## Records from a data source
━━━━━━

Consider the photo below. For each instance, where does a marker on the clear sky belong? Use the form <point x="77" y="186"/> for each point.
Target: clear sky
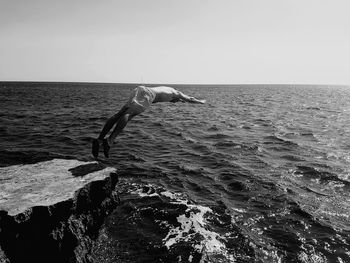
<point x="176" y="41"/>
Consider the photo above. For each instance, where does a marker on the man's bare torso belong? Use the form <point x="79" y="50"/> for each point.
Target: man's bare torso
<point x="164" y="94"/>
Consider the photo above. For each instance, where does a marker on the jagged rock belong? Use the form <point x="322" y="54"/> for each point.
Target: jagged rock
<point x="52" y="211"/>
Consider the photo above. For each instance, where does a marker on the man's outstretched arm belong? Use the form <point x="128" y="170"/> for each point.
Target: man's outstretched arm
<point x="189" y="99"/>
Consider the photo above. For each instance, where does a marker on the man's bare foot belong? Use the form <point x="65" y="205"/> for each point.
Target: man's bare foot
<point x="95" y="147"/>
<point x="106" y="148"/>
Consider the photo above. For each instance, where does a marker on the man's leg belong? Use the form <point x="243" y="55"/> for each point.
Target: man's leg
<point x="123" y="120"/>
<point x="110" y="123"/>
<point x="106" y="128"/>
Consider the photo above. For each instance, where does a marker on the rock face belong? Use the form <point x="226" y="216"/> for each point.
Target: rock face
<point x="52" y="211"/>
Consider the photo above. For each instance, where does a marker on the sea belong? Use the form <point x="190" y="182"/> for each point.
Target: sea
<point x="260" y="173"/>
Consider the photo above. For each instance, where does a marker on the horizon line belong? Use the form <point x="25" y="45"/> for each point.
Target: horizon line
<point x="159" y="83"/>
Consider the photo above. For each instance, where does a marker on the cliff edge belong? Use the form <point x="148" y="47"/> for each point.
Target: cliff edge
<point x="52" y="211"/>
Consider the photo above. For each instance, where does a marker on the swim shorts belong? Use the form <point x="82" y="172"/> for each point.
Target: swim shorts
<point x="140" y="99"/>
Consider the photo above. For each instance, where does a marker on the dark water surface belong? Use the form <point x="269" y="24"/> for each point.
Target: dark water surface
<point x="258" y="174"/>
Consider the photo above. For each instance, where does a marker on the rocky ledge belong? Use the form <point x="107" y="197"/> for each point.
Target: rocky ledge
<point x="52" y="211"/>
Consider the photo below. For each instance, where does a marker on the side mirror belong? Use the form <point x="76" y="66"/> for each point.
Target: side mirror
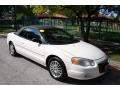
<point x="37" y="40"/>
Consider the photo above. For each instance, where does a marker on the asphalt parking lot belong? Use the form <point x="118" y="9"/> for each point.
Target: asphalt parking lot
<point x="22" y="71"/>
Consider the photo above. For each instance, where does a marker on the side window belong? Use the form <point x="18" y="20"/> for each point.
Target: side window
<point x="23" y="33"/>
<point x="30" y="34"/>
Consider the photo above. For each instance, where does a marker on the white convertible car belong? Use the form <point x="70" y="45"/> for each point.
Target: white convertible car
<point x="63" y="55"/>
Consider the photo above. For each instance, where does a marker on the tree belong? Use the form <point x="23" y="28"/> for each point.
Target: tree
<point x="79" y="11"/>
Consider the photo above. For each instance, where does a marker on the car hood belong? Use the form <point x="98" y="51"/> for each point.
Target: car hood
<point x="82" y="49"/>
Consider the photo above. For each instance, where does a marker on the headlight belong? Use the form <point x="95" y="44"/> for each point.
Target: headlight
<point x="82" y="61"/>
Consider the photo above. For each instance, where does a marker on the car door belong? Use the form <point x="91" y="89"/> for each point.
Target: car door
<point x="31" y="47"/>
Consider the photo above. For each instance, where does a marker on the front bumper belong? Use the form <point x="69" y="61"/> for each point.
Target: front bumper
<point x="85" y="73"/>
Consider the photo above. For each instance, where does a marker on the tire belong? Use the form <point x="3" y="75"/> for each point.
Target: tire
<point x="12" y="49"/>
<point x="57" y="69"/>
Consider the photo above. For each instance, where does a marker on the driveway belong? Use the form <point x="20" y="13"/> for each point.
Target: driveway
<point x="20" y="70"/>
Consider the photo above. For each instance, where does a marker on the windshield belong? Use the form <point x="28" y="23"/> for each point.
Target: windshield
<point x="58" y="36"/>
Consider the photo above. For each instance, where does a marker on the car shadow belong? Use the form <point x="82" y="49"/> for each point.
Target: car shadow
<point x="112" y="77"/>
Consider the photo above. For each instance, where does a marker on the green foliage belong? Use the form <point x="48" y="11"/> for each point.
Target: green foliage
<point x="38" y="9"/>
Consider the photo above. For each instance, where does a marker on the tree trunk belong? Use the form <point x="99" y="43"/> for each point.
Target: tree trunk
<point x="88" y="29"/>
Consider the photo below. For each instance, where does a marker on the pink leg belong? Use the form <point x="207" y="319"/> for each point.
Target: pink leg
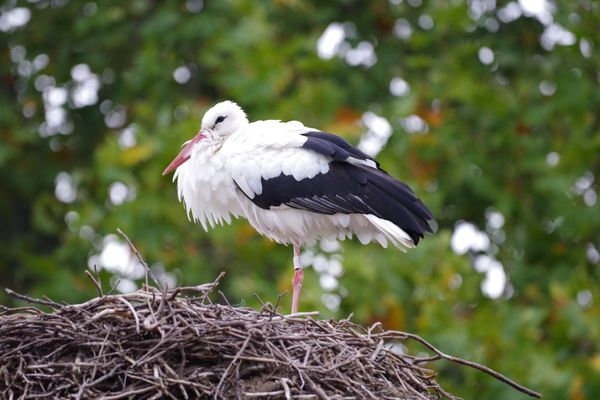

━━━━━━

Would you retype every line shown above exactly, leaving the pictures aside?

## SOLUTION TO THIS EXERCISE
Consider the photo below. For each instance, where does a marker on the clear sky belong? Use the form <point x="77" y="186"/> for each point.
Target: clear sky
<point x="176" y="41"/>
Consider the photo above. For each instance, where does a marker on the man's bare torso belong? Use the form <point x="79" y="50"/> for each point.
Target: man's bare torso
<point x="164" y="94"/>
Consider the photo above. For each instance, where does a marker on the jagged rock belong? Use the form <point x="322" y="54"/> for each point.
Target: jagged rock
<point x="52" y="211"/>
Consider the photo above. For each instance, where does a marker on the man's outstretched arm belong? Use the form <point x="128" y="170"/> for each point.
Target: man's outstretched arm
<point x="189" y="99"/>
Consider the photo above. For each instance, where does a marker on the man's bare foot belong? Use the form <point x="65" y="205"/> for each point.
Target: man's bare foot
<point x="95" y="147"/>
<point x="106" y="148"/>
Consider the photo above. For each instance, where does a marker on the man's leg belong? Use the form <point x="243" y="55"/> for each point.
Target: man's leg
<point x="123" y="120"/>
<point x="110" y="123"/>
<point x="106" y="128"/>
Consider the photo above. For each instance, where does a marker on the rock face belong? Use the form <point x="226" y="216"/> for each point.
Target: rock face
<point x="52" y="211"/>
Consider the photo above. For each instance, where does a marker on the sea belong? Use the form <point x="190" y="182"/> for each point.
Target: sea
<point x="260" y="173"/>
Consider the photo above. For each instance, where does a marker on the horizon line belong? Use the form <point x="25" y="45"/> for each point.
Target: horizon line
<point x="159" y="83"/>
Consider the photo above. For each instance, where does a marker on the cliff edge belong? Use the form <point x="148" y="47"/> for each point.
Target: cliff edge
<point x="52" y="211"/>
Consider the photo above. For each instance, where does a marker on the swim shorts belong? Use the form <point x="82" y="172"/> for each point.
Target: swim shorts
<point x="140" y="99"/>
Consider the photo above. For each instance, where does a marker on the dark water surface belong? Use the form <point x="269" y="24"/> for each point.
Target: dark water surface
<point x="258" y="174"/>
Consider the photo above. For each instance, where does a marker on the rocky ledge belong? Use the form <point x="107" y="197"/> for each point.
Target: rocky ledge
<point x="52" y="211"/>
Consider the photo below. For each instance, where does a marker on the side mirror belong? Use the form <point x="76" y="66"/> for each point.
Target: side mirror
<point x="37" y="40"/>
Consider the photo above. For each instance, where does a marker on the asphalt parking lot belong? Use the form <point x="118" y="9"/> for each point.
Target: asphalt parking lot
<point x="22" y="71"/>
Consider the photo above. For each instance, where does a marker on the side window belong? Use the form <point x="18" y="20"/> for each point.
Target: side window
<point x="23" y="33"/>
<point x="30" y="34"/>
Consider the photo above. For each instance, where does a marker on the white convertible car belong? Use the form <point x="70" y="45"/> for each point.
Target: white convertible car
<point x="63" y="55"/>
Consider the photo above. For each instance, where does a marker on the tree belong? Use the form <point x="23" y="28"/> for each point.
Target: tree
<point x="79" y="11"/>
Consider the photo above. For each instance, where does a marker on the car hood belong? Use the form <point x="98" y="51"/> for each point.
Target: car hood
<point x="82" y="49"/>
Consider the photo above. For each instance, where does a marker on the headlight belong? Use the form <point x="95" y="44"/> for each point.
Target: headlight
<point x="82" y="61"/>
Consider the photo above. For each instance, where does a marker on the car door belong? Use the form <point x="91" y="89"/> for each point.
Target: car door
<point x="31" y="47"/>
Consider the photo above. For each instance, where does a marker on the front bumper belong? Use the form <point x="69" y="61"/> for each point.
Target: front bumper
<point x="85" y="73"/>
Consider the photo above. For each instance, where does a marker on the tire belong? Use the form <point x="3" y="75"/> for each point.
Target: tire
<point x="12" y="49"/>
<point x="57" y="69"/>
Consider the photo above. For each instance, where does a marker on the driveway belong? Use the form <point x="20" y="13"/> for each point.
Target: driveway
<point x="20" y="70"/>
Consider the photo above. For each instance, where does a marker on the windshield belong? Use the form <point x="28" y="23"/> for each point.
Target: windshield
<point x="58" y="36"/>
Consider the photo above. For each instance, where does a marker on the car shadow belong? Use the form <point x="82" y="49"/> for each point.
Target: car shadow
<point x="112" y="77"/>
Consider the photo above. For each instance, where does a marker on the green foliage belong? Use the form <point x="48" y="11"/> for each point.
Target: green foliage
<point x="38" y="9"/>
Consider the photo above. For each instance, where does a marker on the tree trunk belong? Use the form <point x="99" y="43"/> for each point.
Target: tree trunk
<point x="88" y="29"/>
Consider the photo below. For each instance, where does a marker on the pink leg belong? Use the form <point x="207" y="319"/> for each point.
Target: pink leg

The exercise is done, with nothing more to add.